**The exercise**
Will you give every entry again exactly as it stands?

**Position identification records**
· · · · ·
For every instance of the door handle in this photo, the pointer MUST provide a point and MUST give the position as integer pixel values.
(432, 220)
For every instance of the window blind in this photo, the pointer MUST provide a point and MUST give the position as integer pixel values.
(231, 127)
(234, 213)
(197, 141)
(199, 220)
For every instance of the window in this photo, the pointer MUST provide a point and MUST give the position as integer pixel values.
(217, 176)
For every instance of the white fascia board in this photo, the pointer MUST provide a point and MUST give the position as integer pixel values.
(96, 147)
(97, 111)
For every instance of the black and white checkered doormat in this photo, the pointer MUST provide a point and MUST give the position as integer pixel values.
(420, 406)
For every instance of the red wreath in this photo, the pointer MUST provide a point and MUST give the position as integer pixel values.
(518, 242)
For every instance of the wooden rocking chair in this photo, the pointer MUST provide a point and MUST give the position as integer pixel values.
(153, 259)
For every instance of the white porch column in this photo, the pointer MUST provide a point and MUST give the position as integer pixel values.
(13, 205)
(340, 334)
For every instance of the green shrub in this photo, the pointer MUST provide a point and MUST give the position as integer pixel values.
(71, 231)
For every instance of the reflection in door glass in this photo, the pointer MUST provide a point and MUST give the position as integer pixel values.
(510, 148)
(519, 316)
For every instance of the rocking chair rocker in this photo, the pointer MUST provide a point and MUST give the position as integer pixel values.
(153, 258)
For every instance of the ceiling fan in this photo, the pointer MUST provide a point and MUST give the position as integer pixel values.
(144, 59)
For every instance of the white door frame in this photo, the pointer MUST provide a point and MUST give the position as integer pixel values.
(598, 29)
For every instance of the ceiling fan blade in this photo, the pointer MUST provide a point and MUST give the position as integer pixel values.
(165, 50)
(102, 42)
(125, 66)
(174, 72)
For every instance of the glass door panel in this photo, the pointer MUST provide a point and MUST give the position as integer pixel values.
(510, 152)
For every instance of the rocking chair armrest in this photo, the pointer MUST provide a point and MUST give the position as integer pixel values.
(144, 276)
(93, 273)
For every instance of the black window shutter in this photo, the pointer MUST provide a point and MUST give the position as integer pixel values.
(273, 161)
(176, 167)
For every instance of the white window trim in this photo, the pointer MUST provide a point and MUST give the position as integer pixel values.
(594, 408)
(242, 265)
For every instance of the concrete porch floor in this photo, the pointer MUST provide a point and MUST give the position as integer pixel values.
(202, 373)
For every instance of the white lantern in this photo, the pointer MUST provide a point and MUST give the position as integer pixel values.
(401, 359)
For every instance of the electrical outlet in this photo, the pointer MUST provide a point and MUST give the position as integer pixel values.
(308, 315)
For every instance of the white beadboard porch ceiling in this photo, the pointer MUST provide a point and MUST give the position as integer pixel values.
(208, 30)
· · · · ·
**Problem solution**
For every instance of the door handle in this photo, the pointer MUST provide a point and MUST give the position as integer pixel values.
(432, 220)
For every instance of the window blind in this photo, the pointer MUST provide a point and MUST give the position as integer pixel values.
(231, 127)
(234, 213)
(197, 141)
(199, 220)
For every instance of the window in this photo, the pointer MUST provide a point and MUST give the position as integer pixel values.
(217, 176)
For every instance of the white fascia board in this photo, the pointer MUST provide a point and MUST give the position as integer pixel values.
(96, 147)
(97, 111)
For every instance of the black and white checkered doormat in this photo, the pointer MUST provide a point and MUST give the position as integer pixel values.
(420, 406)
For every instance of the red wreath in this photo, the pointer MUST provide a point and MUST give the position as integer pixel values.
(518, 242)
For every instance of the wooden rocking chair in this photo, the pointer MUST provide a point and MUST give the position as integer pixel values.
(153, 259)
For every instance of the white porch column in this photo, the pointer MUST provide a point and MUST give the position as integer pixel values.
(13, 205)
(340, 334)
For every instance of the green shrub in this photo, the pointer MUST provide a point and MUST give the position as integer pixel values.
(71, 231)
For every instance of the reflection in door glass in this photo, the pointer MUST provide a point and MUST give the position as integer pixel values.
(510, 148)
(519, 316)
For every instance of the rocking chair rocker in this photo, the pointer MUST provide a point and MUST give the position as integer pixel values.
(153, 258)
For every instance of the ceiling fan in this photo, the pointer MUST provide a point and MUST give the position as integer pixel values.
(144, 59)
For every instance of the white door frame in this photo, the pointer MUST provide a point and MUST give the position as integer pixel values.
(598, 29)
For every instance of the ceiling fan blade in this photo, the pointer MUST provide a point and MUST give the position as integer pixel values.
(165, 50)
(102, 42)
(125, 66)
(174, 72)
For every instance of the glass door panel in this photo, the pointer MUST provide a point and MUST give the position as integer pixel values.
(510, 152)
For every instance of the rocking chair armrest in this photo, the pointer MUST provide a point and MUST give the position as integer pixel values.
(144, 276)
(93, 273)
For every instance of the black window shutter in this photo, the pointer MUST provide a point and MUST give the position as integer pixel values.
(273, 161)
(176, 167)
For every instance of the white window trim in this photo, the pointer MUST provide a point and MUST give the position as integer pixel values.
(594, 408)
(242, 265)
For every instance of the concrete porch floor in this photo, the pointer MUST provide a point and MUST give the position as integer pixel values.
(202, 373)
For every instance of the white lantern in this photo, the pointer MUST provide a point and MUST give the position as integer pixel values.
(401, 359)
For every instance of the electrical outlet in this photo, the pointer MUST provide a point and MUST give the position as integer pixel values.
(308, 315)
For every instance of the white beadboard porch ceiling in this photo, the pointer MUST provide a point and MUST give the position as integer pixel values.
(208, 30)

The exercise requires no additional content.